• [Your goal] Count how many of the lines below contain the string "hair", with uppercase and lowercase treated as different. Reply with the number alone.

• [Excerpted records]
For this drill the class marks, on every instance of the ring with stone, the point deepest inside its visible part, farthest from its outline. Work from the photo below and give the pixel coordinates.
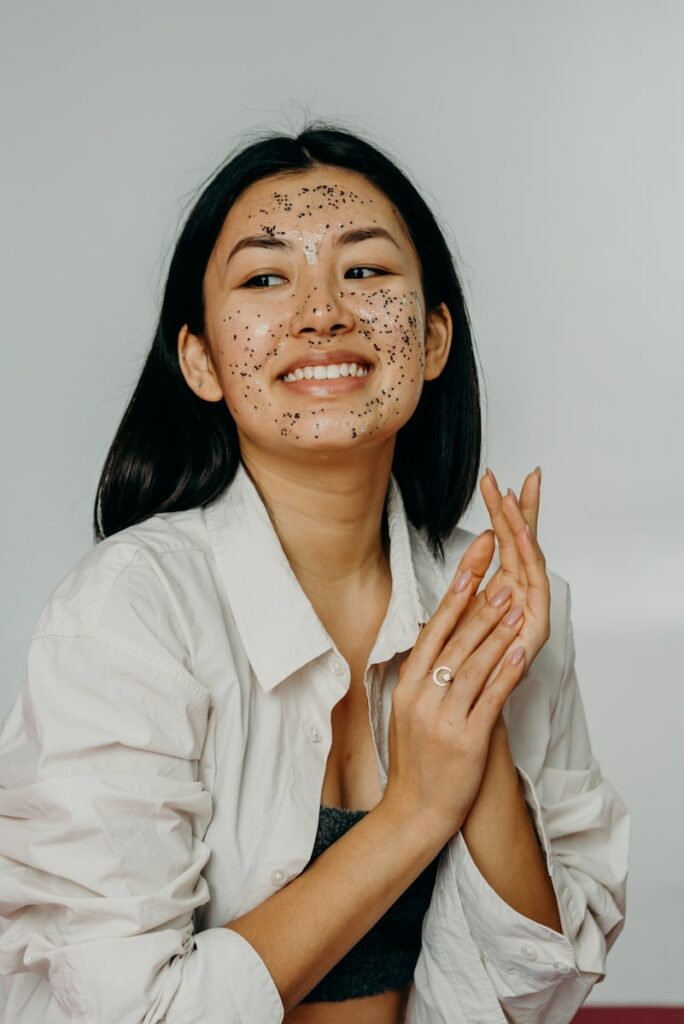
(450, 677)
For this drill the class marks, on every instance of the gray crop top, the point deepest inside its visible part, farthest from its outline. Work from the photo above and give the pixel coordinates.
(385, 957)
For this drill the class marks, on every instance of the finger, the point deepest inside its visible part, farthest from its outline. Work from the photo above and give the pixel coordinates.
(437, 630)
(508, 551)
(478, 557)
(474, 671)
(490, 700)
(452, 650)
(529, 550)
(535, 567)
(529, 499)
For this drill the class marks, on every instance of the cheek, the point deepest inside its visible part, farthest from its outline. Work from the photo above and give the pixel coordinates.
(394, 324)
(247, 340)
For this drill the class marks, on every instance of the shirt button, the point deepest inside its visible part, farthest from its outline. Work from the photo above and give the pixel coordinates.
(563, 968)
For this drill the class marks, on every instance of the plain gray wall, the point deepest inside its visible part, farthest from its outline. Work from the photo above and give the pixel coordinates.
(548, 138)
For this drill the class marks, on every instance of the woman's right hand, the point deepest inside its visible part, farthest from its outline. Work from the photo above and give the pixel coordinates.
(439, 736)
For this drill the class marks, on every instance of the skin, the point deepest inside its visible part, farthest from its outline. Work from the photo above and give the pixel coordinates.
(322, 462)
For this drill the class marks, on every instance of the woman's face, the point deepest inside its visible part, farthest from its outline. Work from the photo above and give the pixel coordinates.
(309, 269)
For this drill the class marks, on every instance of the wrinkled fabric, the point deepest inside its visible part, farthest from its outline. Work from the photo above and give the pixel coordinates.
(161, 773)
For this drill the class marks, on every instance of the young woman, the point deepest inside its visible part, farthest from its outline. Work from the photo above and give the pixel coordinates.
(290, 747)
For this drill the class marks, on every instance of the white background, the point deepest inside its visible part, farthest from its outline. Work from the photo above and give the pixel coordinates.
(548, 137)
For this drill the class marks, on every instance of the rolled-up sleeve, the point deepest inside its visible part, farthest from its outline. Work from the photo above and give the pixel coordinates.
(583, 826)
(101, 850)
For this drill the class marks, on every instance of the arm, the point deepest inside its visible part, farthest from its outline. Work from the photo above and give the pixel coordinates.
(502, 840)
(303, 930)
(539, 972)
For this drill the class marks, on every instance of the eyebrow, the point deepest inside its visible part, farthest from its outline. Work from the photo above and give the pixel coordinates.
(347, 238)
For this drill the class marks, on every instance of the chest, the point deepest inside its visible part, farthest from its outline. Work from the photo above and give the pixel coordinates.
(352, 776)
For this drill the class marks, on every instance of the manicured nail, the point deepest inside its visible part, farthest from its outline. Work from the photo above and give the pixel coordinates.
(517, 655)
(461, 582)
(501, 598)
(514, 614)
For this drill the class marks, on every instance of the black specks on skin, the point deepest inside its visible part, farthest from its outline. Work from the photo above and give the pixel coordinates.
(389, 324)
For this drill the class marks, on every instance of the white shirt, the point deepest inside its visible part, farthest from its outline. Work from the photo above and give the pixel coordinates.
(162, 771)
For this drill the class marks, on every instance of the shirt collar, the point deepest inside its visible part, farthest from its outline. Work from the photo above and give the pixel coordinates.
(278, 624)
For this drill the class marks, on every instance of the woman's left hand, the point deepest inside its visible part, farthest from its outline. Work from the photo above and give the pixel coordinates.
(522, 565)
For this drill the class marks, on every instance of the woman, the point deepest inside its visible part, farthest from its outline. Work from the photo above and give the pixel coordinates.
(289, 747)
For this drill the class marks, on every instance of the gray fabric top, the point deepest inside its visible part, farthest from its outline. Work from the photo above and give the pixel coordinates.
(385, 957)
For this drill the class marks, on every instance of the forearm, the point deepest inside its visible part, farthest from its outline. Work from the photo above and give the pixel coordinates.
(306, 927)
(502, 840)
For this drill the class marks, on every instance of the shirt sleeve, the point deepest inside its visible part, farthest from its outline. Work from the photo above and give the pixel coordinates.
(583, 827)
(101, 850)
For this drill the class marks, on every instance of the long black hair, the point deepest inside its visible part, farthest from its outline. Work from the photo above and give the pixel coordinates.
(174, 451)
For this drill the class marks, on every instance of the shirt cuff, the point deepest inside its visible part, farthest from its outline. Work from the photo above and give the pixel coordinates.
(523, 954)
(225, 971)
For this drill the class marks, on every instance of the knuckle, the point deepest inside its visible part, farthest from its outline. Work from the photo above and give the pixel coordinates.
(471, 672)
(492, 697)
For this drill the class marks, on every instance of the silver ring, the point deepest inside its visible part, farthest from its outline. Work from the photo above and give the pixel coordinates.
(450, 677)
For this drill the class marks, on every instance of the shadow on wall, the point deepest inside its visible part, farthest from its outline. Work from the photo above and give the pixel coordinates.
(630, 1015)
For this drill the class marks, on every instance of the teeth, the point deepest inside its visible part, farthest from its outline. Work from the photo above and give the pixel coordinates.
(330, 372)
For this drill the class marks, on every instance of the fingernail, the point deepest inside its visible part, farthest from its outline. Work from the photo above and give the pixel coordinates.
(517, 655)
(513, 615)
(461, 582)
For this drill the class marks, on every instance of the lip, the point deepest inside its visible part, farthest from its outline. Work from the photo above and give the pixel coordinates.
(328, 358)
(332, 386)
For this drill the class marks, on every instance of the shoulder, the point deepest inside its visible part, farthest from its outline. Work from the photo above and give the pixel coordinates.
(129, 584)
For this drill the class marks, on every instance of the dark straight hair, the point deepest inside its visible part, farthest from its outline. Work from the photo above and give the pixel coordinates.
(174, 451)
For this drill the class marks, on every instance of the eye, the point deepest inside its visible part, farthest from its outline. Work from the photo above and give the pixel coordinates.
(372, 269)
(258, 280)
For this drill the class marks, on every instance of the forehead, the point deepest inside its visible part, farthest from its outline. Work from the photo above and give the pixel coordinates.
(330, 197)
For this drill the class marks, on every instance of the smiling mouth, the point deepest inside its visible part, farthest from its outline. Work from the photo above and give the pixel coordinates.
(325, 374)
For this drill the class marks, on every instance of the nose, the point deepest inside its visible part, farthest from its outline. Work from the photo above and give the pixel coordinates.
(322, 310)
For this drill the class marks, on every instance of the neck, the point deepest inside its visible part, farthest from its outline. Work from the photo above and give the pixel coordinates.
(329, 517)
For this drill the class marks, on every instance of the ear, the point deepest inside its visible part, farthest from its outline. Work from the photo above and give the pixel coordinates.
(437, 340)
(197, 366)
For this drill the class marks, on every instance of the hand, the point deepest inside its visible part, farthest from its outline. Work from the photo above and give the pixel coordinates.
(438, 737)
(522, 563)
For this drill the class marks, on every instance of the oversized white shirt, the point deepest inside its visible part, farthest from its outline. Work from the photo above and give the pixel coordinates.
(161, 774)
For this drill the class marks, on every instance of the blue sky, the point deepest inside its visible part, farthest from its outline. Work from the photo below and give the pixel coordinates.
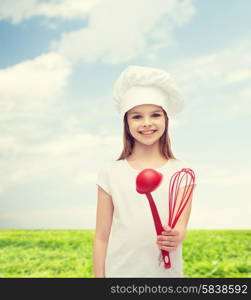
(58, 63)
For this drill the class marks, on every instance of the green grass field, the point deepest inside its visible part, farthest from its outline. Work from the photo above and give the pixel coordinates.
(68, 253)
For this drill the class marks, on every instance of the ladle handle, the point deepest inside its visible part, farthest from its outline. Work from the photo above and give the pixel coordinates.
(158, 228)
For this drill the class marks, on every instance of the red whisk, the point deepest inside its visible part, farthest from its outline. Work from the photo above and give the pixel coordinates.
(148, 180)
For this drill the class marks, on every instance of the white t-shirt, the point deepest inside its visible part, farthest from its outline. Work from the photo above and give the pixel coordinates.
(132, 250)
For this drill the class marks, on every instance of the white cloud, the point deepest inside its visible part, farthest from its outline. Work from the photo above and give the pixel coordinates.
(226, 67)
(32, 86)
(219, 80)
(119, 31)
(69, 217)
(68, 156)
(18, 11)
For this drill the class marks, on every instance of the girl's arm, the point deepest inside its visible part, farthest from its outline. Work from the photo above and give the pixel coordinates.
(103, 228)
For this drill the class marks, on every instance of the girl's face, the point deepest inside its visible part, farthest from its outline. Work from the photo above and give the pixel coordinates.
(146, 117)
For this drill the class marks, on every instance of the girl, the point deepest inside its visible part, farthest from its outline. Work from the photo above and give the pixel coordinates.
(125, 243)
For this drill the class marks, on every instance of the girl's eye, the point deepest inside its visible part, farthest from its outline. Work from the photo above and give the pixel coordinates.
(156, 115)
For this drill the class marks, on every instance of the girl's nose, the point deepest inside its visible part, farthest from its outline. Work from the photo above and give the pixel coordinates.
(147, 121)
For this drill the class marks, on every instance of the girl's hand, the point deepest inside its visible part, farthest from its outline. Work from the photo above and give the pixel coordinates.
(170, 239)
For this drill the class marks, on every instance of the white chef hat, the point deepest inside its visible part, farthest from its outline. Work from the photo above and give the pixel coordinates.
(139, 85)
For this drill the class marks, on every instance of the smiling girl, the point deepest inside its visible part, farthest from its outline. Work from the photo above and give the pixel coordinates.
(125, 243)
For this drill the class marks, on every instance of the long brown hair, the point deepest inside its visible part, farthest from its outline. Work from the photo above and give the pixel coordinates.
(164, 141)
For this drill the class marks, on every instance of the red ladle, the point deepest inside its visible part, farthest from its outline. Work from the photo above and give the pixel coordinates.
(148, 180)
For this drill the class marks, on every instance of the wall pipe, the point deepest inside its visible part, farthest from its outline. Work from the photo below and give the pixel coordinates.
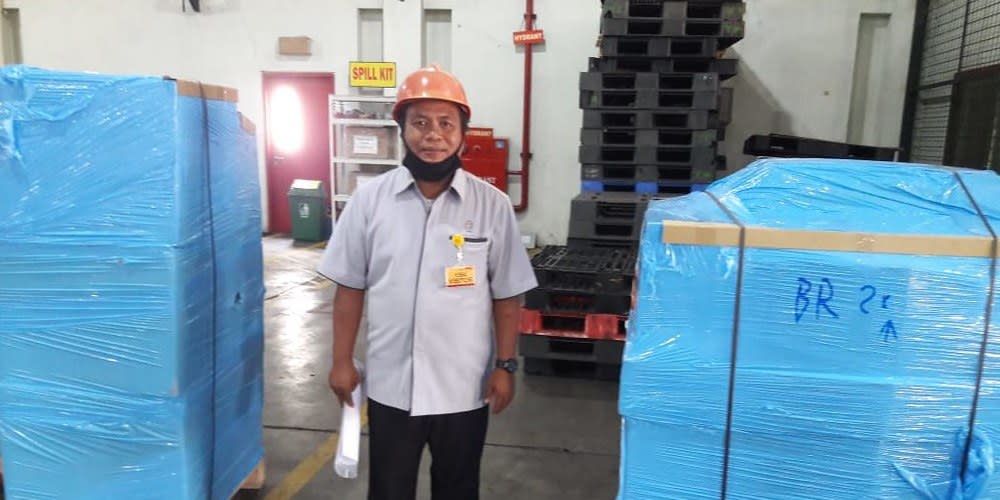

• [Solution for this exercise] 3